### PAGE EXCERPT:
--------------------
That was not just a digital watch, it was a LED watch – extremely expensive and absolutely innovative at the time. They were a global hit, soon replicated by everyone who was able to do that; even Commodore made one! Then the cheap quartz LCDs came out a few years later or so, and killed the entire concept of the LED, especially the luxury LED.
The LEDs are still very rare nowadays, although with the nostalgia trends becoming fashionable, retro replicas are now being made in relatively small quantities for collectors. You can find some nice inexpensive LED models (e.g. USA’s Armitron), some expensive but affordable (e.g. Poland’s Gerlach) and some that are as insanely and outrageously overpriced as the first LEDs were in Columbo’s times (USA’s Hamilton).
The batteries of the modern ones can now last for months or years, rather than weeks, and the displays are sturdier and even available in various colors (although the classic red on black is still the best :-)). The original LEDs came out before my birth, but I love their otherworldly retro aspect, so I bought myself one of the affordable modern models. 🙂
I think Harold Van Wick loved his wife but maybe her been in a wheelchair might have affected their marriage.I’m not saying his wife been in a wheelchair gave him a pass to cheat but maybe he thought fulfilling his sexual needs by cheating had nothing to do with his love for his wife.Plus i’m wondering if it was just the cheating if his wife might have forgiven him in time because she might have understood he had needs and him cheating was just about sex.
I watched this again the other day, and I do see how Columbo rated it as one his personal favourites. It’s very well constructed with superb acting all round and a very good ending. My theory as to why it isn’t higher on most people’s lists is simply because the villain isn’t very likeable, but he isn’t supposed to be. A Haughty and dismissive tech guru, not exactly the life of the party. As for why the pretty lady goes for the villain?-well he has loads of money. A real sleeper this one, definitely better than most. If it had Leonard Nimoy or Donald Pleasance it might be on more top ten lists, but the feel and logic to it is superb.
This is indeed a good episode, though falls short of my personal A list. Hard to say exactly why, as I have no problem with the villain or actor, which I think is well played as intentionally unlikable.
The gotcha clue (invite visible on desk) comes off as a little too convenient. After directing so much of the viewer’s energy toward the high-tech elements, Columbo ultimately breaks Werner’s alibi using the equivalent of a magnifying glass. Maybe that should be more appreciated as delicious irony, but I think we really really want Columbo to outsmart this twerp, and instead he kinda lucks into the bust.
Still, I agree Playback is among the most underrated on CP’s episode ranking.
But it’s a high-tech magnifying glass! The irony is that Columbo hoists Harold with his own petard, by using the very instrument of his fake alibi, the video tape, against him.
--------------------
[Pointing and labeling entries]
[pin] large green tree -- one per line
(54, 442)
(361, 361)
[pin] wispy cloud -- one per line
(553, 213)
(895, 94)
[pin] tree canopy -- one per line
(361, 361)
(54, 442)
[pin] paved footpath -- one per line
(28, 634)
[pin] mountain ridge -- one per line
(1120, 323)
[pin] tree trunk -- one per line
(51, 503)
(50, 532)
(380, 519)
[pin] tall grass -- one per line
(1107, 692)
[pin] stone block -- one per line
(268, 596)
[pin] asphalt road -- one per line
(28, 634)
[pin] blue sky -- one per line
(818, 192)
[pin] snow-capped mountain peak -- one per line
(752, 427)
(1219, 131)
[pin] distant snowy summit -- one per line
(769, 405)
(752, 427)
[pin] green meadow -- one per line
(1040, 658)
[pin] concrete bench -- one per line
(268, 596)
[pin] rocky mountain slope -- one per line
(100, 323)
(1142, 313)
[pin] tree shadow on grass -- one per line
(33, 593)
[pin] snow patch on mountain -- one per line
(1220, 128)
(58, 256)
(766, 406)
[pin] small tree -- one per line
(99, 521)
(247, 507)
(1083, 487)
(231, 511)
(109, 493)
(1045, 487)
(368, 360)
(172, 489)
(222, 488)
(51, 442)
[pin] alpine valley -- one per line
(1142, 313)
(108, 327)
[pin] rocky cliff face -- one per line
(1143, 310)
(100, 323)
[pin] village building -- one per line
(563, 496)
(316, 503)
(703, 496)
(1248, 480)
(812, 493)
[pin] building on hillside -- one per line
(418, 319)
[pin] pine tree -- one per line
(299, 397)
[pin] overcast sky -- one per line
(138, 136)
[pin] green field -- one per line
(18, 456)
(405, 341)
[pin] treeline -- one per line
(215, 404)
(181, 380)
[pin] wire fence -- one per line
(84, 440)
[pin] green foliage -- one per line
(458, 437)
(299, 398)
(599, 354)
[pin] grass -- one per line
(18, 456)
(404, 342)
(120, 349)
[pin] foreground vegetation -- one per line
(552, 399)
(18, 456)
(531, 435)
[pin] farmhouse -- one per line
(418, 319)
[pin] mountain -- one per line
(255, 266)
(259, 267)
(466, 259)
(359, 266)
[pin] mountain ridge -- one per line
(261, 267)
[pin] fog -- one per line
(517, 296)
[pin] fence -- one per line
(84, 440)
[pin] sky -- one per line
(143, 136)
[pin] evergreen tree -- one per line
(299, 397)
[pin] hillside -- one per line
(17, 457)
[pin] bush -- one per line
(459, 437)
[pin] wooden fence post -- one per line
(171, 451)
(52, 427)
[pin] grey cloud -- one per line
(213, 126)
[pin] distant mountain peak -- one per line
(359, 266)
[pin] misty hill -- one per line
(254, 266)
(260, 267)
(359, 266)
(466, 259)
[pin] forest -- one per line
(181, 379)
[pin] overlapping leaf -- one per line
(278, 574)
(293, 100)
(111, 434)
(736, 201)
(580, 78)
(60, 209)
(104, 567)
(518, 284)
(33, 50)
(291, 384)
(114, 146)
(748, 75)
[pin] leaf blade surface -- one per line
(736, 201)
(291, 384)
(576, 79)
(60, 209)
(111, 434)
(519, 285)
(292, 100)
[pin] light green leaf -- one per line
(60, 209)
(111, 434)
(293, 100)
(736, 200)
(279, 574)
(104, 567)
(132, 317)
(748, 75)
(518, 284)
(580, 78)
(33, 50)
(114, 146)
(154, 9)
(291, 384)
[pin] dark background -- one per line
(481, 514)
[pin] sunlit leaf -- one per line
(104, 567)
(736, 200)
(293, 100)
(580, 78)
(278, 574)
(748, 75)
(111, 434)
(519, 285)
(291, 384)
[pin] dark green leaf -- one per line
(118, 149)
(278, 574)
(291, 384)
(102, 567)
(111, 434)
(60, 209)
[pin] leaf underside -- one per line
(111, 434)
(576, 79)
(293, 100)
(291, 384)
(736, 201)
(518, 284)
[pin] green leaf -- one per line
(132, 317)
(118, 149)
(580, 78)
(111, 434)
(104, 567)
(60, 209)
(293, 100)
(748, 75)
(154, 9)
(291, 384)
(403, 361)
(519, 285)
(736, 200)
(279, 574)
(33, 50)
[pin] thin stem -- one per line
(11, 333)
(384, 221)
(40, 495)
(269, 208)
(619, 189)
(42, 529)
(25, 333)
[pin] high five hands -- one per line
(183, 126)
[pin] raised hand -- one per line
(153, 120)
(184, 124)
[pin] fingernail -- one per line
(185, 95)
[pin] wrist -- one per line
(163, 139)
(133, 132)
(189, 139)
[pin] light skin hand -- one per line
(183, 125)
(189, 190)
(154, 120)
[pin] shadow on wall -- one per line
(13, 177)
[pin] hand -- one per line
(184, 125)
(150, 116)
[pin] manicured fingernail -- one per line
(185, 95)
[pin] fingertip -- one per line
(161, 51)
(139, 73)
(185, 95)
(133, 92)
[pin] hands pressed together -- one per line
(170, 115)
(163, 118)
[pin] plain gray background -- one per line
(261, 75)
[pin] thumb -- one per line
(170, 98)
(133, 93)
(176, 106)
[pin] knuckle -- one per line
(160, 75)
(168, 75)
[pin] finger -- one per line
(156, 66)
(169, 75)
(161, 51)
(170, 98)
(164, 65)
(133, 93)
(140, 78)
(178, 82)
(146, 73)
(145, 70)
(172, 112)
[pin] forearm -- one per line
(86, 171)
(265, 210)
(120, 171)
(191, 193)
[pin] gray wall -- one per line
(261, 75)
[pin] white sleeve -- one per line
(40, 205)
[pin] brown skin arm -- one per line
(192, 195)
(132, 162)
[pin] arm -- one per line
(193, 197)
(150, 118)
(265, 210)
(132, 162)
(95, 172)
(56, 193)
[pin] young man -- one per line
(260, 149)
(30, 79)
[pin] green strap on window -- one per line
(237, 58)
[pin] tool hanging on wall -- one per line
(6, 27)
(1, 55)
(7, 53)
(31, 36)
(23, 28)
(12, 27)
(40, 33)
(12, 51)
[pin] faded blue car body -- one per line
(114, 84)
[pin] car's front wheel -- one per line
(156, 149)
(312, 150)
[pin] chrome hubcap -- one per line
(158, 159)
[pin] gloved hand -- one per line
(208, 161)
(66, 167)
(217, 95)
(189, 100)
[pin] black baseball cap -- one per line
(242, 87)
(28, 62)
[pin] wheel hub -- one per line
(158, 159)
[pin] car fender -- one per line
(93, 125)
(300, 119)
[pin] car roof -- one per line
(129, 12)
--------------------
### TASK INSTRUCTIONS:
A - Put this sentence from the Columbo comments into Spanish: "It's very well constructed with superb acting all round and a very good ending."
B - Swap "video tape" for "recording" in the Columbo comments, rewriting the part that begins at the words "But it’s a high-tech" and stops after "tape, against him.".

### TASK RESULTS:
A - Está muy bien construido, con una actuación excelente en general y un final muy bueno.

B -
But it’s a high-tech magnifying glass! The irony is that Columbo hoists Harold with his own petard, by using the very instrument of his fake alibi, the recording, against him.